Objective
Recast the records below as a two-column CSV headed "input" and "output," one row per record, with each field in quotes and its line breaks turned into spaces. Begin at the start of the records and stop after the line that contains "[644,0,800,157]", and leave the pictures out.

Stored records
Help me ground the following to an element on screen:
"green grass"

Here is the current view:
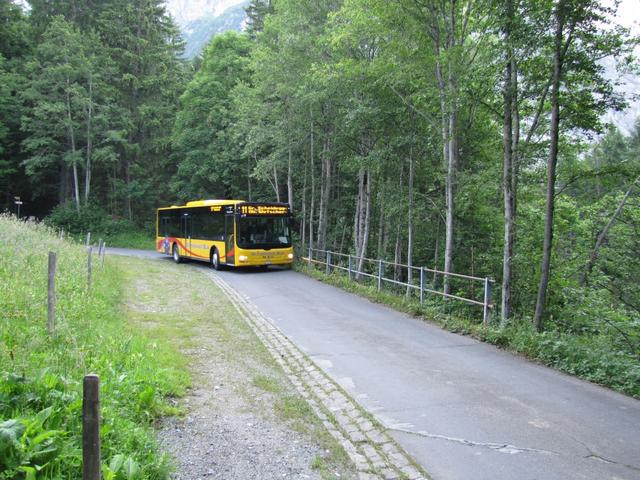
[104,231,155,250]
[111,257,353,480]
[0,216,188,480]
[296,263,640,398]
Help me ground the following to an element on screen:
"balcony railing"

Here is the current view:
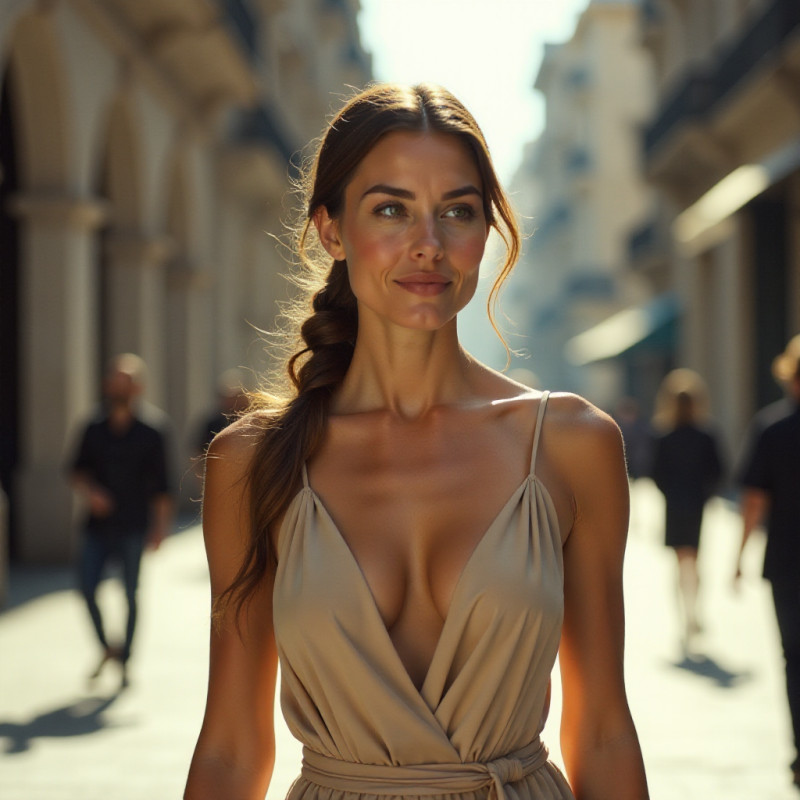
[714,0,800,106]
[644,75,714,156]
[644,0,800,157]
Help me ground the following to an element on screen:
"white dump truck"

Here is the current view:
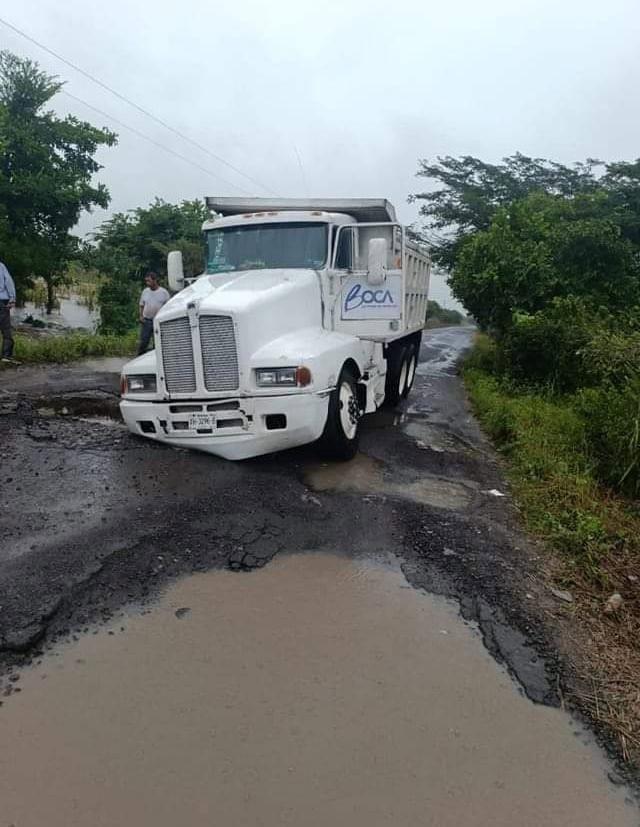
[120,198,430,460]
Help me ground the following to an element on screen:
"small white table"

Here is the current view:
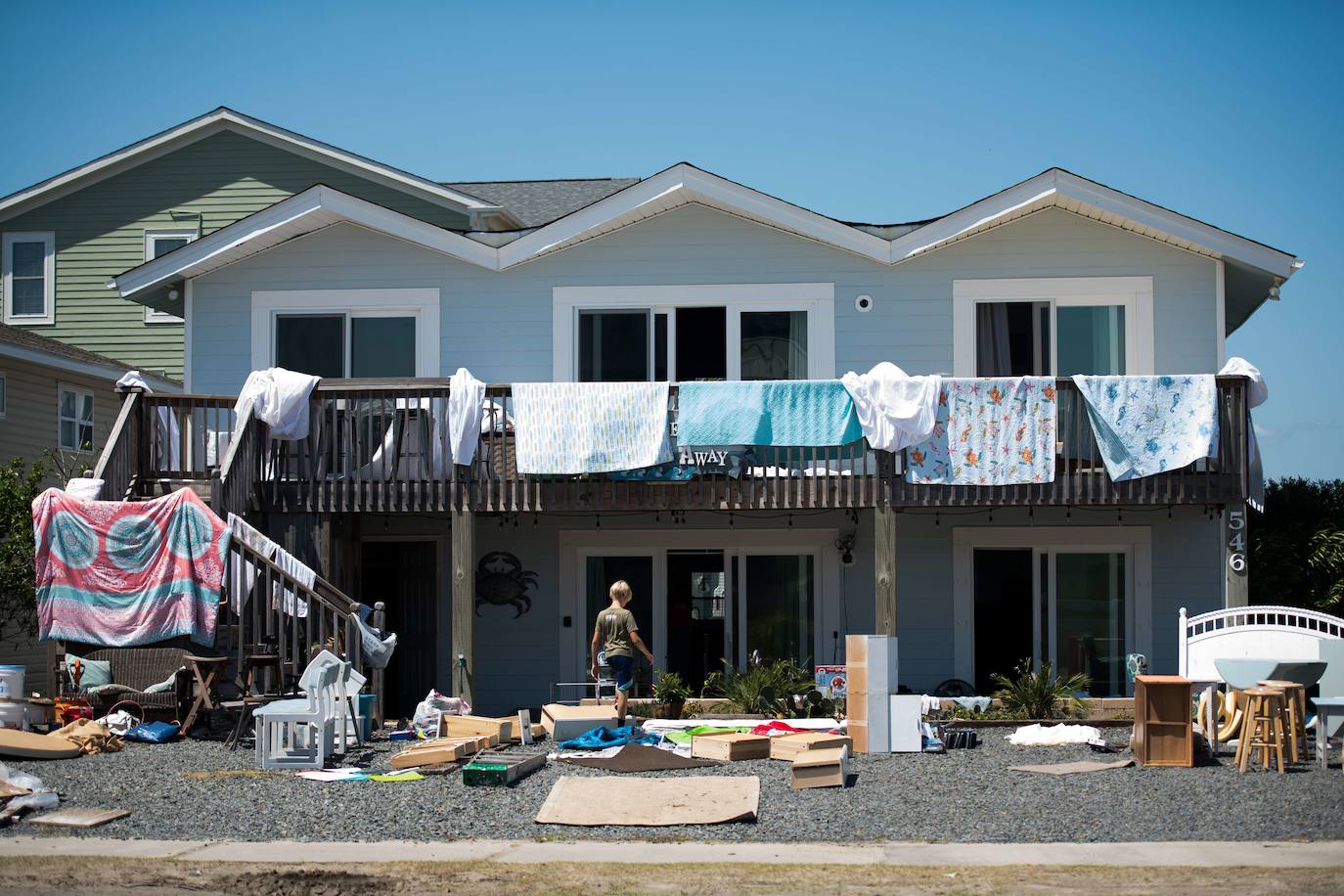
[1312,697,1344,769]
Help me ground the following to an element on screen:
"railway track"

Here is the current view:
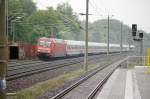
[51,58,126,99]
[7,54,123,81]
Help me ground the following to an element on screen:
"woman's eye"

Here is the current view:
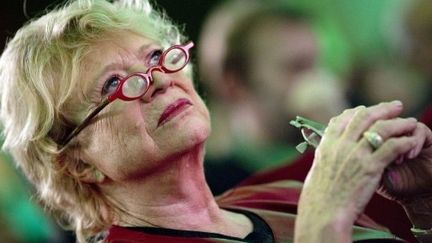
[102,76,120,95]
[148,50,162,67]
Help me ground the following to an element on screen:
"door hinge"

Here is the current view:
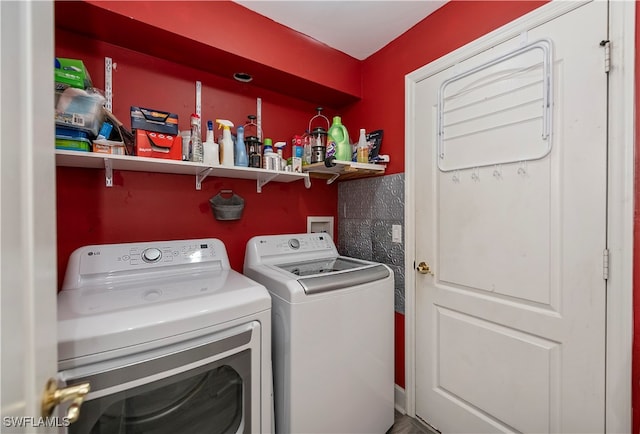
[600,39,611,74]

Answer in full
input,output
"Help me ground the following to an element on screen: ""green grass"" Here is the current view:","[104,231,155,250] [111,257,353,480] [0,216,188,480] [296,263,640,398]"
"Help me ground the following to an element on screen: ""balcony railing"" Here is the current view:","[714,0,800,106] [644,75,714,156] [644,0,800,157]"